[Records from a data collection]
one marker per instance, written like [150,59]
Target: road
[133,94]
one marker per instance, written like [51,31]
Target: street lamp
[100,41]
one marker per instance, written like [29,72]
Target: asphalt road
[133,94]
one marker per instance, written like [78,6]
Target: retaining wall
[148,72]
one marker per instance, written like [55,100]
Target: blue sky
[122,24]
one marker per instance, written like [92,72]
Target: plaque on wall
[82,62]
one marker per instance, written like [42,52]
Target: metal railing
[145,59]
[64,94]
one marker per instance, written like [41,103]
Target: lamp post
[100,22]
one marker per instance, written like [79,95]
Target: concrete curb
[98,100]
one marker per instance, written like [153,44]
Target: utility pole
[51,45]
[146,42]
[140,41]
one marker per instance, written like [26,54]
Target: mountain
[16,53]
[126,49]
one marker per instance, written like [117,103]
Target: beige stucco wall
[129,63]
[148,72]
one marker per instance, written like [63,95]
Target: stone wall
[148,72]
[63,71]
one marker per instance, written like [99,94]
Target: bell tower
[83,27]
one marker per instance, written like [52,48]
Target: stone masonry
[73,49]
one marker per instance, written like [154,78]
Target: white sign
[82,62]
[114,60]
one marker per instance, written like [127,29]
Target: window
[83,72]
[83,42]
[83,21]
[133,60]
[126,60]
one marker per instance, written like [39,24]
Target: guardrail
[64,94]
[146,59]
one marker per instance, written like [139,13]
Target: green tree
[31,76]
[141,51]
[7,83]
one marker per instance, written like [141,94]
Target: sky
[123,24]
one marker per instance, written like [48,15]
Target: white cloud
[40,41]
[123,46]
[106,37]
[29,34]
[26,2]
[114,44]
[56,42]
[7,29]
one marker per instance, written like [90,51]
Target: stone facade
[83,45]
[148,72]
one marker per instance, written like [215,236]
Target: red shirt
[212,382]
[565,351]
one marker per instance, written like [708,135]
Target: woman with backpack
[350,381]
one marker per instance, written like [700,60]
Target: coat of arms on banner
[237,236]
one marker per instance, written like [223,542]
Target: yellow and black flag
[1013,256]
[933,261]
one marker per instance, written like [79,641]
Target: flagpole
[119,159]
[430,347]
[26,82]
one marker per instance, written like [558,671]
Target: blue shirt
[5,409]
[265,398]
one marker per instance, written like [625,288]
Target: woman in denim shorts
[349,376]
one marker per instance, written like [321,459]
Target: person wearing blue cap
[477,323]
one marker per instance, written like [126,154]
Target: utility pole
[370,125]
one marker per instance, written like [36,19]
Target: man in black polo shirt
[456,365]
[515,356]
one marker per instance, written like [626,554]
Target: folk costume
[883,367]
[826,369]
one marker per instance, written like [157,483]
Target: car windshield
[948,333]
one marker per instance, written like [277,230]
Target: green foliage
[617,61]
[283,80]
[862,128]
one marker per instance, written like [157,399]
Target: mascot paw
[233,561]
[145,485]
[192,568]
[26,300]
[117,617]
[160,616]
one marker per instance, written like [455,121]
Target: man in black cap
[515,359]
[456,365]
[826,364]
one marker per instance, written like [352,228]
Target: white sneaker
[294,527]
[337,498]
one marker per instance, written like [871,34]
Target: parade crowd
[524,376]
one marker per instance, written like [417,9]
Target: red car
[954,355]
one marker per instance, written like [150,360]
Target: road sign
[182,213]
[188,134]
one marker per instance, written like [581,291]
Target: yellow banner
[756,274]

■ Aim of the task:
Can you rewrite each line of this material as a JSON list of strings, one string per line with blank lines omitted?

■ Finished exercise:
[
  "one marker per instance, written like [150,59]",
  "Target: road",
  "[133,94]",
  "one marker per instance, written like [51,31]",
  "Target: street lamp",
  "[100,41]",
  "one marker per instance, written like [29,72]",
  "Target: asphalt road",
  "[133,94]",
  "one marker per instance, written like [78,6]",
  "Target: retaining wall",
  "[148,72]",
  "one marker per instance, written like [55,100]",
  "Target: blue sky",
  "[122,24]",
  "one marker per instance, written like [92,72]",
  "Target: plaque on wall",
  "[82,62]",
  "one marker per instance, written like [42,52]",
  "Target: metal railing",
  "[145,59]",
  "[64,94]",
  "one marker per instance, written like [41,103]",
  "Target: lamp post",
  "[100,22]",
  "one marker per instance, written like [79,95]",
  "Target: concrete curb",
  "[98,100]",
  "one marker per instance, written like [153,44]",
  "Target: utility pole",
  "[51,45]",
  "[146,42]",
  "[140,41]",
  "one marker per instance, written like [26,54]",
  "Target: mountain",
  "[16,53]",
  "[126,49]",
  "one marker per instance, written like [117,103]",
  "Target: beige stucco wall",
  "[129,63]",
  "[148,72]",
  "one marker per instance, written like [63,95]",
  "Target: stone wall",
  "[148,72]",
  "[63,71]",
  "one marker per instance, written like [99,94]",
  "Target: bell tower",
  "[83,27]",
  "one marker per instance, written like [52,48]",
  "Target: stone masonry",
  "[73,49]",
  "one marker per instance, written like [154,78]",
  "Target: white sign",
  "[82,62]",
  "[114,60]",
  "one marker per instance, written like [127,29]",
  "Target: window",
  "[83,72]",
  "[83,42]",
  "[83,21]",
  "[133,60]",
  "[126,60]",
  "one marker per instance, written like [39,24]",
  "Target: guardrail",
  "[64,94]",
  "[146,59]",
  "one marker per instance, written like [139,13]",
  "Target: green tree",
  "[31,76]",
  "[141,51]",
  "[7,83]",
  "one marker per instance, written like [141,94]",
  "Target: sky",
  "[123,24]",
  "one marker per instance, written like [48,15]",
  "Target: white cloud",
  "[40,41]",
  "[123,46]",
  "[106,37]",
  "[29,34]",
  "[26,2]",
  "[114,44]",
  "[56,42]",
  "[7,29]",
  "one marker per instance, written like [90,51]",
  "Target: stone facade",
  "[83,45]",
  "[148,72]",
  "one marker per instance, written like [215,236]",
  "Target: red shirt",
  "[212,382]",
  "[565,351]",
  "one marker per instance, written like [708,135]",
  "Target: woman with backpack",
  "[350,381]",
  "one marker per instance, written like [700,60]",
  "Target: coat of arms on banner",
  "[237,236]",
  "one marker per instance, written like [223,542]",
  "Target: yellow and black flag",
  "[1013,256]",
  "[933,261]",
  "one marker per instance, written like [79,641]",
  "Target: flagpole",
  "[119,159]",
  "[430,347]",
  "[26,82]",
  "one marker per instance, written like [558,671]",
  "Target: blue shirt",
  "[5,409]",
  "[265,398]",
  "one marker per instance, written like [625,288]",
  "Target: woman in denim shorts",
  "[349,376]",
  "one marker per instance, written like [321,459]",
  "Target: person wearing blue cap",
  "[477,323]",
  "one marker per instance, written like [126,154]",
  "Target: utility pole",
  "[370,125]",
  "one marker per instance, written like [36,19]",
  "Target: man in black polo shirt",
  "[456,365]",
  "[515,356]",
  "one marker per instance, written like [626,554]",
  "Target: folk costume",
  "[883,367]",
  "[826,369]",
  "one marker per instance, written like [157,483]",
  "Target: car windshield",
  "[948,333]",
  "one marker per instance, written like [277,230]",
  "Target: green foliage",
  "[617,61]",
  "[283,80]",
  "[862,128]",
  "one marker per instance, written like [157,399]",
  "Target: mascot paw",
  "[233,561]",
  "[145,485]",
  "[192,568]",
  "[26,300]",
  "[117,617]",
  "[160,616]",
  "one marker per instance, written like [455,121]",
  "Target: man in black cap",
  "[515,359]",
  "[456,365]",
  "[826,364]",
  "one marker per instance, written like [352,228]",
  "Target: white sneaker",
  "[294,527]",
  "[337,498]",
  "one marker per instance, written like [871,34]",
  "Target: parade crowd",
  "[524,376]",
  "one marker per instance, written like [417,9]",
  "Target: red car",
  "[954,355]",
  "one marker per instance, written like [150,360]",
  "Target: road sign",
  "[182,213]",
  "[188,134]",
  "one marker per instance, written like [581,291]",
  "Target: yellow banner",
  "[756,274]"
]